Performance with lots of folders

Discuss new features and functions
Posts: 15
Joined: 25 Mar 2005

lee_jay

The performance of FFS with lots of files is quite impressive. It's less
impressive with lots of folders. I use an application that (unfortunately) can
create tens of thousands of folders, each with 1 or 2 files. This slows down
FFS by more than an order of magnitude compared with syncing the same number
of files in a few folders. My question is, is this behavior inherent to the
operation system and thus not under the control of FFS, or could it
potentially be improved?
User avatar
Site Admin
Posts: 7210
Joined: 9 Dec 2007

Zenju

Good question. A while ago I had a similar question, that was what is the best
performance that FreeFileSync could possible achieve in an ideal world. It's
main constraint is obviously the Operating System API that encapsulates all
file system accesses.
Therefore I ran a huge testcase, scanning the complete system harddrive (about
200.000 files).

The result for a standard installation of FFS using operating system
buffering(!) for file accesses:
10781 ms

The same without using any kinds of filtering within FFS:
10281ms (that's good, it means filtering can always be left switched on)

RECORDS:
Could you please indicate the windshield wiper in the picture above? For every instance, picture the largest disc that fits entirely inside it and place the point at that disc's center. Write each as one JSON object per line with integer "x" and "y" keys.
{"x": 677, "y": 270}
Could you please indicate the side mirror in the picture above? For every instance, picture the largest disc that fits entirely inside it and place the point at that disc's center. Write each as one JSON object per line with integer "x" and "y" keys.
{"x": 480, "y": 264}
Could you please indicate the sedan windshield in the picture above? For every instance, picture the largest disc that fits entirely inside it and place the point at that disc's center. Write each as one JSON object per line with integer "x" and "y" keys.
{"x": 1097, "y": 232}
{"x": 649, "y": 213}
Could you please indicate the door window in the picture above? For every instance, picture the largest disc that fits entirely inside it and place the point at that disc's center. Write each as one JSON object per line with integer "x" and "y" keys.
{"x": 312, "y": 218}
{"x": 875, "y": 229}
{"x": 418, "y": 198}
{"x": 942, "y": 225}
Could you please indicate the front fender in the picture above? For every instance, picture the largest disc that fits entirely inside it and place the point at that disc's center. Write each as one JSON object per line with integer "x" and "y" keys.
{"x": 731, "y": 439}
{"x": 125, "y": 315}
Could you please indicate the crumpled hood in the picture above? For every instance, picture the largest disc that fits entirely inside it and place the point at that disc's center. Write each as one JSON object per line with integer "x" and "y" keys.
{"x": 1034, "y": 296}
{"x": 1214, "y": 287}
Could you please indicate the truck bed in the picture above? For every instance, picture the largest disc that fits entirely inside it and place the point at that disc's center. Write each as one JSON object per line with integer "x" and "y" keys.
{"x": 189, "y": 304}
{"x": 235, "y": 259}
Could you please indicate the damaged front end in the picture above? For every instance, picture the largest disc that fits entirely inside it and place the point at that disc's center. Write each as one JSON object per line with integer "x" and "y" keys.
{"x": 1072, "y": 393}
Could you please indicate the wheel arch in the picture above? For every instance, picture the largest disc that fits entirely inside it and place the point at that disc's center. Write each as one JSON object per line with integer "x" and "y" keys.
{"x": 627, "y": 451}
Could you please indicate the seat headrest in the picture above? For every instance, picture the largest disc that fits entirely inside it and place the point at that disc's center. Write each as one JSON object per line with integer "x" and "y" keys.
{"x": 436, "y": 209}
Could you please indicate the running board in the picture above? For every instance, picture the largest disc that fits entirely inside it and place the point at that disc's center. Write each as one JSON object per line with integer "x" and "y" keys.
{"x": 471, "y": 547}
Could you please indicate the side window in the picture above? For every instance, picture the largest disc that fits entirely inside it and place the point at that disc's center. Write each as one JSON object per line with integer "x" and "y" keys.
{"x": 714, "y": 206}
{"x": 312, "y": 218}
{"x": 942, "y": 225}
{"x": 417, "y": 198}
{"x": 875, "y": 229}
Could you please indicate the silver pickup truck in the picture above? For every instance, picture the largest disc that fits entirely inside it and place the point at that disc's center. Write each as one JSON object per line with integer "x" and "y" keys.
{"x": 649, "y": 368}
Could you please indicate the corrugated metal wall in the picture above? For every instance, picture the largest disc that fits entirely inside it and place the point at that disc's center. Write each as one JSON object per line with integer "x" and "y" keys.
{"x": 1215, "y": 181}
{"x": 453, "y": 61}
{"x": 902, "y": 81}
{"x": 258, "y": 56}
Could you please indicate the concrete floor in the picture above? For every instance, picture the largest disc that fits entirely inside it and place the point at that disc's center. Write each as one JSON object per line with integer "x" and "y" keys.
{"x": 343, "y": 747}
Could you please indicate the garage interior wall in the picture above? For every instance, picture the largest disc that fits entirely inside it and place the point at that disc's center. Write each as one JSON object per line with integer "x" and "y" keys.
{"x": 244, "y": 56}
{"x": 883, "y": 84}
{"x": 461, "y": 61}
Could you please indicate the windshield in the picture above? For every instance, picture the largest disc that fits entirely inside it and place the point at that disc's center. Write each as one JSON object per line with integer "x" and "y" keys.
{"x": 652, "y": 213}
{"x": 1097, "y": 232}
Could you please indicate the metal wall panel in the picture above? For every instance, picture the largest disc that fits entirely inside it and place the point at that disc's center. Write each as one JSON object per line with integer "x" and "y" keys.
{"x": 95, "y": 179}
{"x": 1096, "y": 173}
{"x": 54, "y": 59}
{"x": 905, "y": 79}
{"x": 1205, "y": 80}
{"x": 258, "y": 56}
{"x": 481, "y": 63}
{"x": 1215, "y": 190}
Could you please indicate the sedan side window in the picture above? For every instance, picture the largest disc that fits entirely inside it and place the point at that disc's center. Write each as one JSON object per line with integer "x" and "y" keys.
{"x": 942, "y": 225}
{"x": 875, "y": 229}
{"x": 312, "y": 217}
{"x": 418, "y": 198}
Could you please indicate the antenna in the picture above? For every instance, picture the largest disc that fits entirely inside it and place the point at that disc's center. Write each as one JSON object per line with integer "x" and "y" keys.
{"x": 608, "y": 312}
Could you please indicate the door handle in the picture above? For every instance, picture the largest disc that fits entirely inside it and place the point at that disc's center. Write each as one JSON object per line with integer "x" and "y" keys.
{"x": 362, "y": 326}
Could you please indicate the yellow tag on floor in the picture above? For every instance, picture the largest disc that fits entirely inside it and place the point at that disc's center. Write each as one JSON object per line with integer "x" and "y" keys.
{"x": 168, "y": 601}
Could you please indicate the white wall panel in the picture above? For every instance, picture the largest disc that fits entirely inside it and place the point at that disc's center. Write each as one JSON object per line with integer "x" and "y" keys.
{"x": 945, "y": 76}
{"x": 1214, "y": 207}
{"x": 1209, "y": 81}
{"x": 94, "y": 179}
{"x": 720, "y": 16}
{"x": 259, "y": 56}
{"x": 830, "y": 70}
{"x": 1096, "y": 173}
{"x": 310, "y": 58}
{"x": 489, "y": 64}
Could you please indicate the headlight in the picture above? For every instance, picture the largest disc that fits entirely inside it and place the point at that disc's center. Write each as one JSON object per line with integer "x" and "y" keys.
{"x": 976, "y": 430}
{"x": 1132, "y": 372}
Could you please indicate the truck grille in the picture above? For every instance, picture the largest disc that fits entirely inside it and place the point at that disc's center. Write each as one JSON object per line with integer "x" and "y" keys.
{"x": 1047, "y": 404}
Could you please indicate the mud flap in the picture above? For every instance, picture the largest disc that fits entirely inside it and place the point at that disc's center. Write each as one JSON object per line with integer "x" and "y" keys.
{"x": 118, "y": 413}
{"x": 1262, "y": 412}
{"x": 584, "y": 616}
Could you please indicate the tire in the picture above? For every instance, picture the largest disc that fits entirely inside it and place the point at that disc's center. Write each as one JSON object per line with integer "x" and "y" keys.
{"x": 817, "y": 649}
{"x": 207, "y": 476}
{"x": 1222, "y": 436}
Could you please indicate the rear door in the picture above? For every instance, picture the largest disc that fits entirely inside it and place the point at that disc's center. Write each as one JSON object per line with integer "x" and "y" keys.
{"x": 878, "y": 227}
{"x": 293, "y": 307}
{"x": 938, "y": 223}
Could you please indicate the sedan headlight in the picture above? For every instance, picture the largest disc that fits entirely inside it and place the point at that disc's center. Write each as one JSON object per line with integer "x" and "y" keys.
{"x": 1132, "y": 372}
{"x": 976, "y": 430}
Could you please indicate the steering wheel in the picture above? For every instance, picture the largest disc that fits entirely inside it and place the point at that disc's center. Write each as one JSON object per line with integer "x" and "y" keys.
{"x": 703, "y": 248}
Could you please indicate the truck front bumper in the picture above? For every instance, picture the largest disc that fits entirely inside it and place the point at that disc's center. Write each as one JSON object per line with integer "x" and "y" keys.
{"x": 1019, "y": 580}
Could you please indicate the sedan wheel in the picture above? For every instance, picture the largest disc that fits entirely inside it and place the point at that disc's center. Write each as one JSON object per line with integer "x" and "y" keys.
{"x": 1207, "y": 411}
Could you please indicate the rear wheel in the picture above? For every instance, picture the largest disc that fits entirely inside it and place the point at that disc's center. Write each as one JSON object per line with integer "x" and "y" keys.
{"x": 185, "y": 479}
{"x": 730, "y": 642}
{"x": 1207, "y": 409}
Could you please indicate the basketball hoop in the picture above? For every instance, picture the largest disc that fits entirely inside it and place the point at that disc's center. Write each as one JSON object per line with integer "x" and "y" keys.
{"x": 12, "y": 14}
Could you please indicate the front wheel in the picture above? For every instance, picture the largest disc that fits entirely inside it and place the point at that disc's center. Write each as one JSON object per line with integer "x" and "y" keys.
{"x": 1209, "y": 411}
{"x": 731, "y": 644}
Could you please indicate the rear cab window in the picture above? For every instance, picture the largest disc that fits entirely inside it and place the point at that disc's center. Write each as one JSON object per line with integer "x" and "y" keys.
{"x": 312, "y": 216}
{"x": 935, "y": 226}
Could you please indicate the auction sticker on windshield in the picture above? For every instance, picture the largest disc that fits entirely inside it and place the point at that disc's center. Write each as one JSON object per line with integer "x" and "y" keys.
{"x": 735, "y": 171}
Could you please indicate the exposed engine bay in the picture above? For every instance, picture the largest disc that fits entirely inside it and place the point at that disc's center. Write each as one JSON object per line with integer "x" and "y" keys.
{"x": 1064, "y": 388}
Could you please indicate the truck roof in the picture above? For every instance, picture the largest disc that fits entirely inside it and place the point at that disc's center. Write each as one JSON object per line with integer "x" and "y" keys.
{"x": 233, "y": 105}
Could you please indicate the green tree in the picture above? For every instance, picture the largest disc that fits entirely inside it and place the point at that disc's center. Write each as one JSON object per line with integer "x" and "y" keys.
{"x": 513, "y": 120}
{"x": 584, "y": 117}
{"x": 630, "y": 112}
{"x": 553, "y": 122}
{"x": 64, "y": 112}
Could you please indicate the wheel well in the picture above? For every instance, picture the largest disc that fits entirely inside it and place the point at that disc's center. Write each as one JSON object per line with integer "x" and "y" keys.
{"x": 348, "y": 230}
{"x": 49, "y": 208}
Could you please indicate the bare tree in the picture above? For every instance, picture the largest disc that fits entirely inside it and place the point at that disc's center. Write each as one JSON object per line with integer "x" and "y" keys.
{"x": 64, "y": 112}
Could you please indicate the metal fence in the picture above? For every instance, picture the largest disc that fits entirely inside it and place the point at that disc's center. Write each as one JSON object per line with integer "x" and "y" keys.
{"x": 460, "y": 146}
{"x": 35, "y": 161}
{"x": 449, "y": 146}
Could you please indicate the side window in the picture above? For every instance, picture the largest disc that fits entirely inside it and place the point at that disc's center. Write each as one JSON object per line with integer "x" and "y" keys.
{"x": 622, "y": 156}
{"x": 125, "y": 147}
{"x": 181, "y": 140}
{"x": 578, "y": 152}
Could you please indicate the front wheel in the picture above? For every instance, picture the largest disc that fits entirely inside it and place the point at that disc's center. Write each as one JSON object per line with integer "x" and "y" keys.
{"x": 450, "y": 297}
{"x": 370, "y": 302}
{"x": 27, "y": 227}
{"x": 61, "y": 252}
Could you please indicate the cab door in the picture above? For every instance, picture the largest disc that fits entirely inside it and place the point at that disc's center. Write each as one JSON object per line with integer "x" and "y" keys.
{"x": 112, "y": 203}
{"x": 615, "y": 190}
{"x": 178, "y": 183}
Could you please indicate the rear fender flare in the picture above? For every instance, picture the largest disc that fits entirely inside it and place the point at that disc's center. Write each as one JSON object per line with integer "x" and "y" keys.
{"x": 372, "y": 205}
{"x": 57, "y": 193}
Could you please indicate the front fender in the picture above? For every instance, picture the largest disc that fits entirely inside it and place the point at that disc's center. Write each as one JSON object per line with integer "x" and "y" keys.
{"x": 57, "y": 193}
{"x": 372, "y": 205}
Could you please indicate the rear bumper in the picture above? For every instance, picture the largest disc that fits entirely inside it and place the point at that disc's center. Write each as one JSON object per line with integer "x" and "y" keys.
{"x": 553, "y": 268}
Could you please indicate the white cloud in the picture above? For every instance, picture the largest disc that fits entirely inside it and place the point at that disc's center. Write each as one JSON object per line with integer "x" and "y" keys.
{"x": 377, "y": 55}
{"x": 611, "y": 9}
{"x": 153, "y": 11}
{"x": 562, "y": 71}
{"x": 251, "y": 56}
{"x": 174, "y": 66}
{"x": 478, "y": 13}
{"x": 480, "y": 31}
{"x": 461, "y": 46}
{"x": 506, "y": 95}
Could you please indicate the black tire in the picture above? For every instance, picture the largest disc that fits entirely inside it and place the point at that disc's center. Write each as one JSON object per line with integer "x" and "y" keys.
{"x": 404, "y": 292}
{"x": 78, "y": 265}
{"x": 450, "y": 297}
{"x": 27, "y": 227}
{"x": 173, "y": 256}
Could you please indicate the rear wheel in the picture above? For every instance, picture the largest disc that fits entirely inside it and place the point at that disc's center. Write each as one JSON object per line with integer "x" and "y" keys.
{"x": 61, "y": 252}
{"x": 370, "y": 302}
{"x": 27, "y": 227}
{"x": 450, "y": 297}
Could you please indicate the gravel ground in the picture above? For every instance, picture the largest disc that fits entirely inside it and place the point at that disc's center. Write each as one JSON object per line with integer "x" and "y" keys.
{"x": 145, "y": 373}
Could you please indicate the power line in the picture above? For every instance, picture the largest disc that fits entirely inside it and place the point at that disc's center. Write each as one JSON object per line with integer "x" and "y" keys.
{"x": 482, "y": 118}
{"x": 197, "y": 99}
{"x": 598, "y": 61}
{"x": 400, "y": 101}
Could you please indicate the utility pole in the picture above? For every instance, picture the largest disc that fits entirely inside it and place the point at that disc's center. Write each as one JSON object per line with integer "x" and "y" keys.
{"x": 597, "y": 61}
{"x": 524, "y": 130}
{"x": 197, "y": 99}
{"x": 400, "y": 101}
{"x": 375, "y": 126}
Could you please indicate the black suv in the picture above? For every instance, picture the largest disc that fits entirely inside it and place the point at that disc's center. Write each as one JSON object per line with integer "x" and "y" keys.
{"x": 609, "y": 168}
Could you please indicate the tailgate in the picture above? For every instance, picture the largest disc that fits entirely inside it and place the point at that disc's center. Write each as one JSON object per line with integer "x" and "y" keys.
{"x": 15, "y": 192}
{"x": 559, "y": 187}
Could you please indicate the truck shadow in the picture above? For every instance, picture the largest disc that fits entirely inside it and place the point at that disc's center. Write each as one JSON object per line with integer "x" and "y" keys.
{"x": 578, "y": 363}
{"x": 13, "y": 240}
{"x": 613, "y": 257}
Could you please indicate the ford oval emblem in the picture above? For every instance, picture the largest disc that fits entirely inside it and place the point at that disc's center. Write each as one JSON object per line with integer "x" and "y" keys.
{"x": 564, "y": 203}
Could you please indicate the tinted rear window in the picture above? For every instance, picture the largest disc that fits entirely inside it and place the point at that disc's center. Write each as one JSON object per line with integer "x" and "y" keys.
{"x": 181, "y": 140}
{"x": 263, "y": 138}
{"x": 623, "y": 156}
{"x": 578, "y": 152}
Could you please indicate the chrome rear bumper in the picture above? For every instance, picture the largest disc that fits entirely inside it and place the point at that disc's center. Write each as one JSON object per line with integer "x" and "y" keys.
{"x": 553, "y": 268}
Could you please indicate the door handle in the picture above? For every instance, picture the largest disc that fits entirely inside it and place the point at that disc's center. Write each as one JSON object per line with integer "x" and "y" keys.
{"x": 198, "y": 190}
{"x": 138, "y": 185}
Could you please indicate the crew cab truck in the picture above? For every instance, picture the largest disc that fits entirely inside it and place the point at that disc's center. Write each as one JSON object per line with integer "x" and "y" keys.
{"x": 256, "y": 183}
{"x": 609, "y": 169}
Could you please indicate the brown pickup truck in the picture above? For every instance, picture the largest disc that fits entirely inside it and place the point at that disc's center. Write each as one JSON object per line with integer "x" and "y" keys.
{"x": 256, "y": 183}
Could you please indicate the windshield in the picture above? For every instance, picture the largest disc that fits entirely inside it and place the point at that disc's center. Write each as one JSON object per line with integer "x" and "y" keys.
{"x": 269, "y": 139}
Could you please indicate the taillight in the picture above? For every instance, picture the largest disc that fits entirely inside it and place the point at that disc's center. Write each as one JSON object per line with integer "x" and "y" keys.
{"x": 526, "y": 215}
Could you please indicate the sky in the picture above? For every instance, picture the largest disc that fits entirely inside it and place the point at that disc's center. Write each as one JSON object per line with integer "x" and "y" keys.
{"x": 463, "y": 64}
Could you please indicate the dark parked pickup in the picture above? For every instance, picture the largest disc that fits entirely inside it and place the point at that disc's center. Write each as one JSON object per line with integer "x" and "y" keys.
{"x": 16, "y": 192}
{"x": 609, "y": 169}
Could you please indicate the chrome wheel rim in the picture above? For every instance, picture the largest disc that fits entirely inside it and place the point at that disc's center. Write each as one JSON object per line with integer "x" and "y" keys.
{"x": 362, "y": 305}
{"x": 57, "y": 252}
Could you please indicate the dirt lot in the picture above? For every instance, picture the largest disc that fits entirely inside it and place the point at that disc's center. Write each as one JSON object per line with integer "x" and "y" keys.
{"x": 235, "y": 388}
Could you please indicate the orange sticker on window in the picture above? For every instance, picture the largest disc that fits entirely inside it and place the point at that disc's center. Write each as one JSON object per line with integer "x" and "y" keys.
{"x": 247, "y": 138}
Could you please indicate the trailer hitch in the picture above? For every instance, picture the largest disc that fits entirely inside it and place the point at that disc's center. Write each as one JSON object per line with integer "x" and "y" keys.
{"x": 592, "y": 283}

SET OF TASKS:
- a) Duplicate the folder-performance thread word for word. Begin at the words "Good question. A" and stop after "200.000 files).".
- b) Gather every line of the entries that contains the string "white", matching case exactly.

ANSWERS TO THE TASKS:
- a)
Good question. A while ago I had a similar question, that was what is the best
performance that FreeFileSync could possible achieve in an ideal world. It's
main constraint is obviously the Operating System API that encapsulates all
file system accesses.
Therefore I ran a huge testcase, scanning the complete system harddrive (about
200.000 files).

- b)
Could you please indicate the white wall panel in the picture above? For every instance, picture the largest disc that fits entirely inside it and place the point at that disc's center. Write each as one JSON object per line with integer "x" and "y" keys.
Could you please indicate the white cloud in the picture above? For every instance, picture the largest disc that fits entirely inside it and place the point at that disc's center. Write each as one JSON object per line with integer "x" and "y" keys.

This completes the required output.